Written request.
Copy every entry below line for line, changing nothing.

Records to use.
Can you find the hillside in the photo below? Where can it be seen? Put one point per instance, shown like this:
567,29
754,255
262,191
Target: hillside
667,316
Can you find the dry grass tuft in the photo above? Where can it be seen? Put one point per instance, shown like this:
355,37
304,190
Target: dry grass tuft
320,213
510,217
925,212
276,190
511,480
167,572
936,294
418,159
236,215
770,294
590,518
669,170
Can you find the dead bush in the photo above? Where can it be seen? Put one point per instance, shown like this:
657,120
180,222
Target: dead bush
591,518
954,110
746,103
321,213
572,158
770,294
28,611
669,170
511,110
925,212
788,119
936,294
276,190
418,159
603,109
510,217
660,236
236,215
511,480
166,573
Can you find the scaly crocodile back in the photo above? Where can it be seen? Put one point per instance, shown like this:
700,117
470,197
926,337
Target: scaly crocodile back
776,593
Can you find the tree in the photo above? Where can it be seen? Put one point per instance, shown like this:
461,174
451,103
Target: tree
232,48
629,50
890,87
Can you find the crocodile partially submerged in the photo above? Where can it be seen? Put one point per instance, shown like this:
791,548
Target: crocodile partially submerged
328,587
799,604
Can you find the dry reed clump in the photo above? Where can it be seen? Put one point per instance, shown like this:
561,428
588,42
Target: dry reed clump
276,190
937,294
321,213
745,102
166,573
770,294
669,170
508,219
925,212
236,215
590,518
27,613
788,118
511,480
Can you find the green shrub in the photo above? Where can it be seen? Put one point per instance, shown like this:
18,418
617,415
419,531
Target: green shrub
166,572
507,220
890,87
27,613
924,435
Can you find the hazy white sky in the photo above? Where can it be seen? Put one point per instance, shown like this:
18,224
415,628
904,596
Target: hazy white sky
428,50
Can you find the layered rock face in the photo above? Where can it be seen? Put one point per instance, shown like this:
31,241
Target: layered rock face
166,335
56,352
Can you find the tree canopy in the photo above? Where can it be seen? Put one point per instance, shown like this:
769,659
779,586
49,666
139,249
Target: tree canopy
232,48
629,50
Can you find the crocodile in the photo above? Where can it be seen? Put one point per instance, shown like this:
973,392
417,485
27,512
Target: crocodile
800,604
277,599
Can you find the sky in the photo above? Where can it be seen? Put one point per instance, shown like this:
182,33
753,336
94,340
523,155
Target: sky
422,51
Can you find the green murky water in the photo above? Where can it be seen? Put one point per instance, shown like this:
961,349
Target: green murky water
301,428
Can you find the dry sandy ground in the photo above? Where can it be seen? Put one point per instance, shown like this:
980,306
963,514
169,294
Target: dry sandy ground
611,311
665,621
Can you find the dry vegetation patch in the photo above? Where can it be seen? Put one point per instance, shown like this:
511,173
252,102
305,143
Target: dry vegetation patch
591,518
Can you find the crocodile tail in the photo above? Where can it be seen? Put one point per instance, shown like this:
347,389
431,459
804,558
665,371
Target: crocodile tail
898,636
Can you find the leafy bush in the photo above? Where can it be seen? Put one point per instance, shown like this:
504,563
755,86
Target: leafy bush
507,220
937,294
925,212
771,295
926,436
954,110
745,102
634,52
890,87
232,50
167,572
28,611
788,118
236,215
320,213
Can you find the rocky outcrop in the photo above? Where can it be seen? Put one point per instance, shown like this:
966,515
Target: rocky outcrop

Correct response.
Can you find the hillside in the photo below? Where can it be seen? Put one point per instance, shown like this:
567,29
754,255
262,191
Target: hillside
667,316
Can you find the dry grass tuft in the photo above? Where can it be seen? Put one point per instance, shown like this:
355,37
304,190
Target: dry grass tuft
320,213
510,217
925,212
276,190
511,480
167,572
936,294
418,159
236,215
770,294
590,518
669,170
Can you find the dead bush in the photo above? Where can it be seen? Put one point per instance, shown like this:
657,120
180,222
Target: dead bush
591,518
954,110
746,103
321,213
572,158
770,294
28,611
669,170
511,110
925,212
788,119
936,294
276,190
418,159
603,109
510,217
660,236
236,215
511,480
166,573
Can you find the scaly crocodile back in the photo above? Where can it be seen? Put one point per instance, shown like this:
700,117
470,197
926,337
Target: scaly crocodile back
776,593
Can you find the tree in the photo above? Where can it be seen? Put one point per instance, shown like this:
461,174
451,103
Target: tree
232,48
629,50
890,87
Can you find the crocodile partially submerged in the photo above? Where can it be seen? Put one point per instance, shown like this:
791,548
Target: crocodile partially submerged
328,587
799,604
Can you find the dry reed clump in the photo above? Where can it be seen? Put one point per instance, shown like this:
561,428
588,42
Target: dry reed clump
276,190
937,294
321,213
745,102
166,573
770,294
669,170
508,219
925,212
236,215
590,518
27,613
788,118
511,480
Can you find the green shrub in the photo above? Where can it be seen? Put one point per instance, shown like this:
18,418
617,415
419,531
Target: green shrub
166,572
507,220
890,87
27,613
924,435
Can you find the hazy white sky in the photo above? Where can it be seen? Put one point per instance, shown like this:
18,224
415,628
904,596
Target: hazy white sky
428,50
Can you find the layered rock face in the photo above? Where can it be seen? Put one point per instance, shown like this:
31,241
Target: layered rock face
166,335
56,352
Can you find the tree canopy in the photo above? Where can it be seen? Put one point per instance, shown like this:
769,659
779,586
49,666
139,249
Target: tree canopy
232,48
629,50
Can you find the crocodile in the photo above? Where can it be seen? Put one point per instance, shown like this:
973,392
417,485
27,512
Target: crocodile
800,604
277,599
Can you find the sky in the photo above? Where can it be seen? Put one point per instance, shown like this:
182,33
753,336
94,340
523,155
Target: sky
422,51
Can you find the green murky water in the photo above? Where can it be seen? Put one point per instance, shown like this:
961,349
Target: green murky water
301,428
Can you find the dry sandy ground in the photo above? Where can it be seen? Put one point per instance, shown like this:
980,306
963,514
169,294
Target: dry sandy ground
611,311
665,621
Can you find the dry vegetation patch in the photo above? Where can it be seen? Put one point per instance, shown like this:
511,173
252,102
305,143
Target: dry vegetation patch
591,518
Can you find the crocodile tail in the photo above? Where can it be seen? Put one point per instance, shown like this:
347,389
431,459
804,558
665,371
Target: crocodile tail
898,636
Can you find the leafy bush in the photo above? Where can it be seen? Put one point per instance, shown like this:
504,563
755,86
Target: leafy bush
507,220
937,294
925,212
771,295
926,436
954,110
745,102
634,52
890,87
232,50
167,572
28,611
788,118
236,215
320,213
Can you find the rocky outcrop in the photo above? Where can it be seen? Put one point per instance, shown like this:
966,515
Target: rocky outcrop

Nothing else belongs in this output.